◆ **Text segment**:
Men on the other hand, were more or less free from this type of judgment, and did not have to necessarily answer to anyone. Their decisions and their judgments were final, because that’s what they were raised to believe. Women were, perhaps, the ones who strove for some sort of perfection in the domus, while men were the ones who made the hard and fast decision for his family. Women were expected to judge and scrutinize the actions of other women, perhaps as a means to perfect their own domus. Men, however, did not have to strive for this type of perfection. They had to worry about the survival of their family, not the survival of their traditions. Surviving in itself, in a new city as an immigrant, was all that was necessary. As a poor immigrant, all men were in the same shoes, and so no man could judge another.

And so, the woman may have been considered inferior simply because she was always being judged by everyone in the community, whereas men were not.

-Christina Torossian

The Madonna on 115th Street 129-149, 163-178

The role of the Italian women as Orsi describes it is puzzling. They seem to be held to contradictory expectations. On the one hand “married women with children were the source of power and authority in the domus….” And yet when Covello interviewed Marie Concilio, she told him that Italian women were really just supposed to “help mother in spoiling father and the brother…” It seems strange; women hold the power to make all of these decisions about everyone in the domus, and yet they act as the servants of the household.

If Mother was so powerful, why was she waiting on everyone else? She had worked hard to get to where she was, enduring the grueling years of being meticulously watched through her childhood and adolescence and ensuring that she did absolutely nothing to taint her reputation. Once she was settled in her role as the matriarch of the domus, she did not seem to reap the respect that she earned.

I think the answer to this conundrum is reflected in the next section of the reading, where we took a closer look at the intense devotion that the Italians had to their religion and traditions.  The faithfulness that these immigrants showed towards their Southern Italian lifestyle is astounding. They worshipped their statue of the Virgin and held the procession of the festa one week a year to reaffirm their devotion. The Madonna was the center of their life, and she was the solver of all problems.

What helped me to better understand a woman’s place in Italian Harlem was when Orsi wrote about women going to pray to the Madonna for help. He writes, “ These problems were never presented as personal…the crisis always threatened the domus.” The Italian matriarch was not a dictator; she was a selfless leader, devoted to using her power as head of the domus only for the good of the domus.

This is what respect means for the Italians. We’ve already discussed that Italian immigrants were willing to work the worst of jobs and hours if only to benefit their families. This was the true role of the Italian woman, to work hard to ensure the continuity of the domus. Her working to serve everyone in her household was not a sign of her low status. On the contrary, it meant that only she was capable of caring for everyone and deciding what was best for each member of the domus. The power given to her in her role in the home was to be used for, and only for, the good of the domus.

◆ **Things to do**:
a – In the essay on women in Italian Harlem, how often did the Italians hold the procession of the festa?
b – Render this sentence from the essay on women in Italian Harlem into Spanish: "The Madonna was the center of their life, and she was the solver of all problems."
c – From the essay on women in Italian Harlem, extract the stretch from "If Mother was" through "of all problems.", word for word.

◆ **Dataset entries**:
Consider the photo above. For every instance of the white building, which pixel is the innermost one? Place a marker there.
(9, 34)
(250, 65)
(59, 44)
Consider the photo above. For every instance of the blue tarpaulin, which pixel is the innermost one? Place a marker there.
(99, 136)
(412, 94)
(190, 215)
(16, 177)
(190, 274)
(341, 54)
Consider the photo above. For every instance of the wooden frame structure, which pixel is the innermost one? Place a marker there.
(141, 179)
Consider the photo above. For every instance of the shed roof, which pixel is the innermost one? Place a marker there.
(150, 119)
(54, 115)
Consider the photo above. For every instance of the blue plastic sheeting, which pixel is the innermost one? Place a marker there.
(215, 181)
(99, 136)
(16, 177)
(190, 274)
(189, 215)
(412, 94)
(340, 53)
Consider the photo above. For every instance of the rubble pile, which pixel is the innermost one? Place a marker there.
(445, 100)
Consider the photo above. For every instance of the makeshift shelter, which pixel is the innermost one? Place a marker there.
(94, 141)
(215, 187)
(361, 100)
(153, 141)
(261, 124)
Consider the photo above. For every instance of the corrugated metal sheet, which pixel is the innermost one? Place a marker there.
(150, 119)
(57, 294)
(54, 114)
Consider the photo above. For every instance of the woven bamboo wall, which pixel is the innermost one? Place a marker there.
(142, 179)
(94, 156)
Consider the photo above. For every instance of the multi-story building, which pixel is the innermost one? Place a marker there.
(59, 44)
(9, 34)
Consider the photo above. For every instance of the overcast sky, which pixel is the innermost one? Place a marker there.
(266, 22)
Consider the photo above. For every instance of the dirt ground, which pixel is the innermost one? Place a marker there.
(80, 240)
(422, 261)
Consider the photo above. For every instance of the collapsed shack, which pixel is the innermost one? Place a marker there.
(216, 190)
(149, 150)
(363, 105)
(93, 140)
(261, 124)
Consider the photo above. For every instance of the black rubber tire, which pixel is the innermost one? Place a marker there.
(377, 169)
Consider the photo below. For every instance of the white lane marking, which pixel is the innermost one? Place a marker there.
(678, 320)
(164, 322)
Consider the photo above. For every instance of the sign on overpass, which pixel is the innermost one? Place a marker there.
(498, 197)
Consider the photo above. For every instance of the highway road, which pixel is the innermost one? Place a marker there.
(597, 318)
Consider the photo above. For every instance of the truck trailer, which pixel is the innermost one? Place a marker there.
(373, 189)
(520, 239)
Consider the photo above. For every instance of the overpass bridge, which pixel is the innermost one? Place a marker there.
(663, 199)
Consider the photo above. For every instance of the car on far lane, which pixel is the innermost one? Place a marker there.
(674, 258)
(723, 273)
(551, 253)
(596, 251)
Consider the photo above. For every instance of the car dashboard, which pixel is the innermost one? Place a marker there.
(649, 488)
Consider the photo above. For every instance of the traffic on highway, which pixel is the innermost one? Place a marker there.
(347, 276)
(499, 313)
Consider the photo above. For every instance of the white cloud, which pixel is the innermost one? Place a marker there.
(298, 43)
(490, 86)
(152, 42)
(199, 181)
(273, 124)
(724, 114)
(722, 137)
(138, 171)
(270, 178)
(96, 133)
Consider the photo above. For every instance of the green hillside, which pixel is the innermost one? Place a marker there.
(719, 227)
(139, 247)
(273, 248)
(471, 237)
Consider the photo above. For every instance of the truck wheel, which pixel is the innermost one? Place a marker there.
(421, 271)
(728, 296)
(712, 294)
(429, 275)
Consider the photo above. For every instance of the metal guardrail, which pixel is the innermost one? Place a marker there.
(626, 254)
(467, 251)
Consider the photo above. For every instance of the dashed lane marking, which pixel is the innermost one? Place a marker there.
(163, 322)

◆ **Outputs for the tasks**:
a – One week a year.

b – La Madonna era el centro de su vida, y ella era quien resolvía todos los problemas.

c –
If Mother was so powerful, why was she waiting on everyone else? She had worked hard to get to where she was, enduring the grueling years of being meticulously watched through her childhood and adolescence and ensuring that she did absolutely nothing to taint her reputation. Once she was settled in her role as the matriarch of the domus, she did not seem to reap the respect that she earned.

I think the answer to this conundrum is reflected in the next section of the reading, where we took a closer look at the intense devotion that the Italians had to their religion and traditions.  The faithfulness that these immigrants showed towards their Southern Italian lifestyle is astounding. They worshipped their statue of the Virgin and held the procession of the festa one week a year to reaffirm their devotion. The Madonna was the center of their life, and she was the solver of all problems.